### [EXERCISE AIM]
Find the lines below that include the word "pixel" and state how many there are, adding nothing.

### [RECORD EXTRACTS]
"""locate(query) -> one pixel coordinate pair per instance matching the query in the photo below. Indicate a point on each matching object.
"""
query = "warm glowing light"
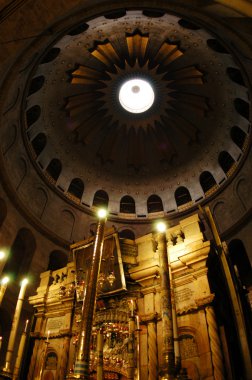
(48, 335)
(24, 281)
(102, 213)
(5, 280)
(136, 95)
(161, 227)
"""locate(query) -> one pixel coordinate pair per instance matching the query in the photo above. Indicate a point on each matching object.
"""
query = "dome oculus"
(136, 95)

### [WRITTEN REPLY]
2